**TASK DESCRIPTION:** When you return the data, keep each character exactly as it appears.

(RECORDS SHOWN begins)

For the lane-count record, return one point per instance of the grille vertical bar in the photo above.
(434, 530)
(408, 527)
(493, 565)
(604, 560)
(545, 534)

(RECORDS SHOWN ends)

**OUTPUT:**
For the lane-count record, return one point per instance of the grille vertical bar in the photo above.
(434, 530)
(408, 527)
(493, 565)
(604, 560)
(545, 534)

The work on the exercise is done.